BEGIN Record set
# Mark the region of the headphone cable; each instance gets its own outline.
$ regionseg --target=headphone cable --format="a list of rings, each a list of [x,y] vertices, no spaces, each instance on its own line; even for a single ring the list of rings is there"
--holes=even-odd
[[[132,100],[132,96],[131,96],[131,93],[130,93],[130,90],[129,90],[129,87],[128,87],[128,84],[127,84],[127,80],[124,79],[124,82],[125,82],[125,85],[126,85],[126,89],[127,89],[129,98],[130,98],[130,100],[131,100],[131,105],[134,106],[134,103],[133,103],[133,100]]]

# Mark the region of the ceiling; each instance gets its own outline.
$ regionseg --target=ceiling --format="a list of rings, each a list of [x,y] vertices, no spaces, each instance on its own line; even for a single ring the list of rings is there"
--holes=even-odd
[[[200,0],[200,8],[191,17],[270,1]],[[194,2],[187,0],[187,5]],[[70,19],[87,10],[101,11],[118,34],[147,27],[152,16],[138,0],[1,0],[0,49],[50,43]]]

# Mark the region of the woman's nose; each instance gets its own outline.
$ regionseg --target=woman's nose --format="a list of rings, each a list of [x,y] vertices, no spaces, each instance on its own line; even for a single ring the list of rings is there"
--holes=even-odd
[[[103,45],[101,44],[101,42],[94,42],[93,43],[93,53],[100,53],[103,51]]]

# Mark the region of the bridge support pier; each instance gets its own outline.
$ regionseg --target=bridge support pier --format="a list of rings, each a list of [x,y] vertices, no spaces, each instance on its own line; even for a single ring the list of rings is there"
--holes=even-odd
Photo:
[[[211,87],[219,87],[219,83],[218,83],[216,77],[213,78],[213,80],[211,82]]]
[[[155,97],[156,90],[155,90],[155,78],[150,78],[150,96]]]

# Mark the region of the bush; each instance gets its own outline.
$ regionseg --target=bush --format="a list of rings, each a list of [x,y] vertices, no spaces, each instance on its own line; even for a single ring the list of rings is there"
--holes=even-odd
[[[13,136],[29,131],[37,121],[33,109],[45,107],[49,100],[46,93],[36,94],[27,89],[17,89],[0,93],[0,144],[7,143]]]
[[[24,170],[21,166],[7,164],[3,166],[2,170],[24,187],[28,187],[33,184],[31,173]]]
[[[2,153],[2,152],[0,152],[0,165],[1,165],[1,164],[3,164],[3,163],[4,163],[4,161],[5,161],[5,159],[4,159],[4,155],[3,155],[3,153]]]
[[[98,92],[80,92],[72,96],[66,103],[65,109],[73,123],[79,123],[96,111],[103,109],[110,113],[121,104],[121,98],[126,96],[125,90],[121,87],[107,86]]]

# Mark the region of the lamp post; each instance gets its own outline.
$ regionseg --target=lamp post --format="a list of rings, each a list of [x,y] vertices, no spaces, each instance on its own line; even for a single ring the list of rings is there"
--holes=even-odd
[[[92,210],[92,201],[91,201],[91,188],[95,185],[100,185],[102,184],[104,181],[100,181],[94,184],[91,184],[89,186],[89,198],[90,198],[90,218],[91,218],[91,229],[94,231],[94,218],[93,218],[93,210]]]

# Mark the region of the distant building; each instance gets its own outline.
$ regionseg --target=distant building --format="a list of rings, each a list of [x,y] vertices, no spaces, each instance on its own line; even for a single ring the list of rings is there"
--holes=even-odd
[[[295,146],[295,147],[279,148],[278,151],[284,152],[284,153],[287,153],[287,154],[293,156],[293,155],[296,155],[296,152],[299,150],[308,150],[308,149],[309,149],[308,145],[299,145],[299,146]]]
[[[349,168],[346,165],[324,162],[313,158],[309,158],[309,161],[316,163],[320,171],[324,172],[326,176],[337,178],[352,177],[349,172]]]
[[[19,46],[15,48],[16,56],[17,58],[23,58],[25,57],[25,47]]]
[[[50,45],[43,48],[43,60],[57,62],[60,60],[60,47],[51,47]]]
END Record set
BEGIN Record set
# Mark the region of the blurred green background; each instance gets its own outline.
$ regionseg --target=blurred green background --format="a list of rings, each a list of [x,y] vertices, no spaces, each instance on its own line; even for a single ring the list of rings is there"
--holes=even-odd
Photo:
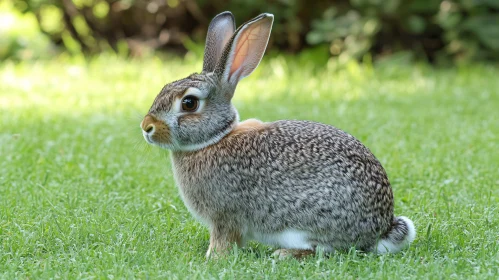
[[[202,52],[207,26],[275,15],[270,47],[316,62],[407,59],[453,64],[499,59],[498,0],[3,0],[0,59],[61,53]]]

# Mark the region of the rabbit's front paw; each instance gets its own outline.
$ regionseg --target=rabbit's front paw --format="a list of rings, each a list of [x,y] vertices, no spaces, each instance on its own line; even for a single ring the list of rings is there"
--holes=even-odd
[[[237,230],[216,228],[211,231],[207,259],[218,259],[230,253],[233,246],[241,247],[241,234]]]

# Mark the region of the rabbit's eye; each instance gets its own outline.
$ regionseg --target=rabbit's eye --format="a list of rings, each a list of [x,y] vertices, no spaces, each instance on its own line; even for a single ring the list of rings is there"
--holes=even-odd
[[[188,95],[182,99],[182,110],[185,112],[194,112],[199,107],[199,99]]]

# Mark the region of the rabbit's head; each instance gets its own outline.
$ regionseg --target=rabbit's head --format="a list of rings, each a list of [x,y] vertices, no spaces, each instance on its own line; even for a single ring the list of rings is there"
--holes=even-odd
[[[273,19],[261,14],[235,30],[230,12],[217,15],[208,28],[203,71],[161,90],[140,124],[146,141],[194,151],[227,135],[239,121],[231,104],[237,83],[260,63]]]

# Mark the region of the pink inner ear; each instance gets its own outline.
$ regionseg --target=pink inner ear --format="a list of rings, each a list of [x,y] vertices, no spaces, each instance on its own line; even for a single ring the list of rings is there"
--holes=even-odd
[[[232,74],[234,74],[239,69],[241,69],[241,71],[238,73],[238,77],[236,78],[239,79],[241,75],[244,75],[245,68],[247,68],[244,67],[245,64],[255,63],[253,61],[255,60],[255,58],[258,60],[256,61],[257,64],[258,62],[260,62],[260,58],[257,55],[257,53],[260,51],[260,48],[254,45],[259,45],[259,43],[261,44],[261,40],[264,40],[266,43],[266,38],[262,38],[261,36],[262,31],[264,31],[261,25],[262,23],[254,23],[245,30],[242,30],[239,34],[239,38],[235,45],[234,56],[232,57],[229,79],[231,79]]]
END Record set
BEGIN Record set
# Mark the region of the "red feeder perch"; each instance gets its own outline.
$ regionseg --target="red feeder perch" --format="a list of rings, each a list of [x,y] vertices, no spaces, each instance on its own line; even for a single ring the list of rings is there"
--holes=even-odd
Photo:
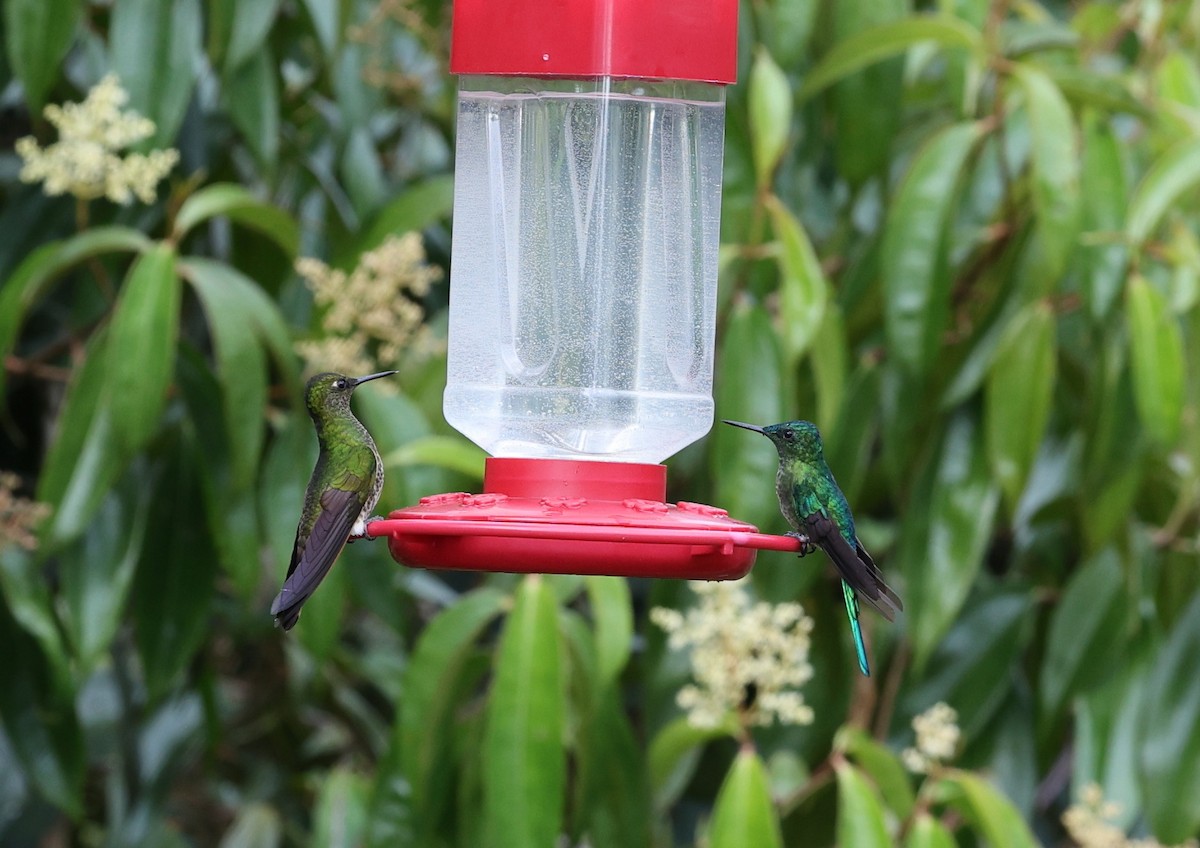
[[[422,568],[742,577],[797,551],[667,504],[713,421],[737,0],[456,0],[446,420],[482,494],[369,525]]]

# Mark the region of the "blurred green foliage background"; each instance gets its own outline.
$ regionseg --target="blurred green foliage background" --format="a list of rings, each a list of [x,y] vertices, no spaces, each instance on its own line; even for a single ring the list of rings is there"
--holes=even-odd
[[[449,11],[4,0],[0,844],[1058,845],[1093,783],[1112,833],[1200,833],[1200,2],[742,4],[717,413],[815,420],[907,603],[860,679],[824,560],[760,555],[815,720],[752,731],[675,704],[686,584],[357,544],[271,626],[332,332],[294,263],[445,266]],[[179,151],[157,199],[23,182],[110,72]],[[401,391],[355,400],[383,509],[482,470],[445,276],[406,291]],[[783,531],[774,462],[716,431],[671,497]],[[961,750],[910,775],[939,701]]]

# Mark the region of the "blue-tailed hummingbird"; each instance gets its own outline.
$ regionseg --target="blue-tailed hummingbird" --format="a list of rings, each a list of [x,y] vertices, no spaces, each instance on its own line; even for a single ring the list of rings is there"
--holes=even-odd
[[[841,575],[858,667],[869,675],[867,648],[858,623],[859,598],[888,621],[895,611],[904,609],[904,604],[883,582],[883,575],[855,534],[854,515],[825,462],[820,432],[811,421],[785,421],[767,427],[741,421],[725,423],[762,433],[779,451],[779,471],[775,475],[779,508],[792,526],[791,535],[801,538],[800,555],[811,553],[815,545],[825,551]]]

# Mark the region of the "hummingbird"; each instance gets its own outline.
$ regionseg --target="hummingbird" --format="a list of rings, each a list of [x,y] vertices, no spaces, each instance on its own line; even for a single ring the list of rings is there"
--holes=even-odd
END Record set
Prompt
Your answer should be each line of the data that contains the word "ceiling", copied as it stands.

Answer for the task
# Mark the region of the ceiling; each instance gets its own outline.
$ regionseg --target=ceiling --format="a list of rings, each a list of [x,y] vertices, no spaces, each instance on its own line; even for a single ring the list of rings is there"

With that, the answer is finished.